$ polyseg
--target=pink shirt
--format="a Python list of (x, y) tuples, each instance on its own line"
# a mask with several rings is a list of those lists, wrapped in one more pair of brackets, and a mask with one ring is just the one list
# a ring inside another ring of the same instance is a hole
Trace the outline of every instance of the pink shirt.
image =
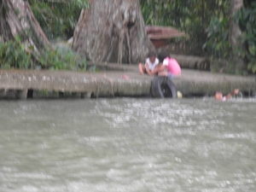
[(166, 67), (168, 72), (172, 75), (180, 75), (181, 68), (177, 61), (174, 58), (166, 57), (163, 65)]

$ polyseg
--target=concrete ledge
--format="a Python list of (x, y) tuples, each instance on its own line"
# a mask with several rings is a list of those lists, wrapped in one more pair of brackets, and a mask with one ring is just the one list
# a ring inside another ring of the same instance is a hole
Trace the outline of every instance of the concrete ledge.
[[(25, 98), (27, 90), (81, 93), (81, 97), (150, 96), (154, 77), (138, 74), (137, 67), (128, 67), (130, 70), (124, 72), (103, 73), (1, 70), (0, 90), (18, 90), (18, 98)], [(124, 75), (129, 79), (124, 79)], [(255, 76), (241, 77), (186, 69), (183, 69), (180, 77), (173, 79), (173, 83), (184, 96), (210, 96), (218, 90), (227, 94), (235, 88), (244, 92), (256, 90)]]

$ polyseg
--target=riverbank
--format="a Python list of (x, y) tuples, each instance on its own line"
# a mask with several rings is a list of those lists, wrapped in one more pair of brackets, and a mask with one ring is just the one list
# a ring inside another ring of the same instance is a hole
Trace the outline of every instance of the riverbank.
[[(89, 66), (96, 65), (88, 63)], [(32, 98), (38, 91), (55, 92), (81, 97), (150, 96), (151, 81), (148, 75), (140, 75), (137, 66), (97, 63), (99, 73), (1, 70), (1, 98)], [(182, 75), (173, 83), (184, 97), (212, 96), (217, 90), (224, 94), (235, 88), (248, 96), (256, 91), (256, 78), (212, 73), (205, 71), (183, 69)]]

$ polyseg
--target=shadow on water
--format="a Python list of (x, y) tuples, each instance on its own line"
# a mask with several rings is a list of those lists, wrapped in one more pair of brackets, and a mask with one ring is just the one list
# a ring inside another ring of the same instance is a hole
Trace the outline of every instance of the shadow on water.
[(253, 191), (256, 99), (0, 101), (0, 191)]

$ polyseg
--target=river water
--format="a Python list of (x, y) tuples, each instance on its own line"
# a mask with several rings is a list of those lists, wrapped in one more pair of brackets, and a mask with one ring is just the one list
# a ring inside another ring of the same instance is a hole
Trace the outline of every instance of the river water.
[(0, 102), (0, 191), (256, 191), (256, 100)]

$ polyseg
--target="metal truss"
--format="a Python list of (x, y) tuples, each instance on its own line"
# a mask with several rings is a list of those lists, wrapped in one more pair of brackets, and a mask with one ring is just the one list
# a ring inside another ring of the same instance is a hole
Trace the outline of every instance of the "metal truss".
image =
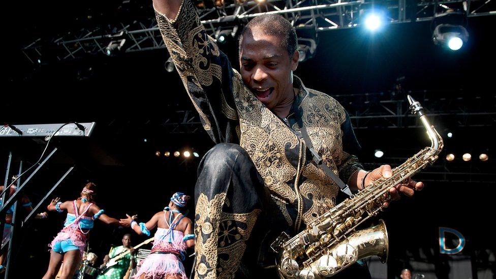
[[(369, 0), (193, 1), (207, 33), (215, 39), (223, 33), (236, 36), (240, 25), (262, 14), (285, 16), (298, 36), (307, 40), (315, 38), (319, 32), (358, 26), (373, 7), (387, 11), (387, 20), (391, 23), (431, 20), (454, 9), (463, 11), (468, 17), (496, 14), (488, 5), (492, 0), (381, 0), (374, 4)], [(87, 27), (57, 38), (39, 38), (22, 51), (32, 63), (42, 64), (99, 53), (110, 55), (107, 49), (122, 40), (126, 42), (120, 50), (125, 52), (163, 48), (151, 10), (150, 14), (148, 18), (109, 23), (108, 28)]]

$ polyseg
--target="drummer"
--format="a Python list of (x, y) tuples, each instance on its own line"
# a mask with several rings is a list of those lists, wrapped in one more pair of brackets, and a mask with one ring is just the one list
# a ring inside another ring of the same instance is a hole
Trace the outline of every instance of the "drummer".
[(112, 279), (114, 278), (123, 278), (129, 269), (132, 269), (136, 266), (136, 259), (134, 249), (131, 245), (131, 235), (127, 233), (122, 237), (122, 245), (110, 249), (108, 255), (105, 255), (103, 259), (103, 264), (100, 266), (101, 269), (106, 267), (107, 263), (110, 259), (116, 257), (128, 250), (131, 253), (128, 253), (123, 258), (117, 262), (117, 264), (110, 267), (104, 271), (102, 274), (98, 275), (97, 279)]

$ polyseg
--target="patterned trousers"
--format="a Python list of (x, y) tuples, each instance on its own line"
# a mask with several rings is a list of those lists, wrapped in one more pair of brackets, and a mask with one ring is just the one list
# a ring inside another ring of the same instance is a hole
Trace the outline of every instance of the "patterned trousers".
[[(202, 159), (198, 175), (195, 278), (277, 278), (276, 255), (270, 245), (294, 228), (246, 151), (217, 144)], [(354, 265), (334, 278), (370, 277), (366, 266)]]

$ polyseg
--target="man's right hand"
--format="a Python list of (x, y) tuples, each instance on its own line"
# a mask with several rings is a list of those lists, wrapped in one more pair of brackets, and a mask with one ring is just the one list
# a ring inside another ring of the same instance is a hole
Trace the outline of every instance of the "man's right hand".
[(169, 19), (174, 20), (177, 16), (182, 3), (181, 0), (153, 0), (153, 7)]

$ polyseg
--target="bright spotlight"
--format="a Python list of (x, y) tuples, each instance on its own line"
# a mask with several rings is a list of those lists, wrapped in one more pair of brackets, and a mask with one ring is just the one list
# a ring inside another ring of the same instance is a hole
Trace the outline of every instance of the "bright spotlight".
[(469, 32), (461, 25), (439, 24), (434, 29), (432, 40), (436, 45), (458, 50), (469, 40)]
[(110, 56), (114, 52), (120, 51), (122, 46), (124, 46), (125, 43), (126, 43), (125, 39), (112, 41), (109, 43), (108, 45), (105, 48), (105, 53), (107, 55)]
[(458, 50), (463, 45), (463, 41), (459, 37), (453, 37), (449, 39), (448, 47), (451, 50)]
[(174, 66), (174, 62), (172, 61), (172, 57), (169, 57), (167, 60), (165, 61), (165, 70), (169, 73), (174, 72), (174, 69), (176, 68)]
[(370, 31), (375, 31), (381, 27), (382, 22), (381, 18), (376, 14), (370, 14), (365, 19), (365, 26)]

**Your task**
Print the records from their first line down through the line that contains "71), (183, 69)]]", including both ends, with the pictures left out.

**Answer in full**
$ polyseg
--target=pink shirt
--format="a Python list of (x, y) tuples, each instance on its own line"
# a mask with several rings is a list of those lists, wrapped in one more pair of brackets, and a mask with one ring is just the one list
# a ring inside another ring of the same instance is a hole
Trace the outline of every instance of the pink shirt.
image =
[(166, 67), (168, 72), (172, 75), (180, 75), (181, 68), (177, 61), (174, 58), (166, 57), (163, 65)]

$ polyseg
--target=concrete ledge
--format="a Python list of (x, y) tuples, each instance on its own line"
# a mask with several rings is a list of those lists, wrapped in one more pair of brackets, and a mask with one ring is just the one list
# a ring inside another ring of the same instance is a hole
Trace the outline of every instance of the concrete ledge.
[[(25, 98), (27, 90), (81, 93), (81, 97), (150, 96), (154, 77), (138, 74), (137, 67), (128, 67), (130, 70), (124, 72), (103, 73), (1, 70), (0, 90), (18, 90), (18, 98)], [(124, 75), (129, 79), (124, 79)], [(255, 76), (241, 77), (186, 69), (183, 69), (180, 77), (173, 79), (173, 83), (184, 96), (210, 96), (218, 90), (227, 94), (235, 88), (244, 92), (256, 90)]]

$ polyseg
--target=riverbank
--format="a Python list of (x, y) tuples, each instance on its own line"
# a mask with several rings is a list of those lists, wrapped in one more pair of brackets, and a mask with one ring is just the one list
# a ring inside another ring of the same instance is a hole
Trace the outline of every instance of the riverbank.
[[(89, 66), (96, 65), (88, 63)], [(32, 98), (38, 91), (55, 92), (81, 97), (150, 96), (151, 81), (148, 75), (140, 75), (137, 66), (97, 63), (99, 73), (1, 70), (1, 98)], [(182, 75), (173, 83), (184, 97), (212, 96), (217, 90), (224, 94), (235, 88), (248, 96), (256, 91), (256, 78), (212, 73), (205, 71), (183, 69)]]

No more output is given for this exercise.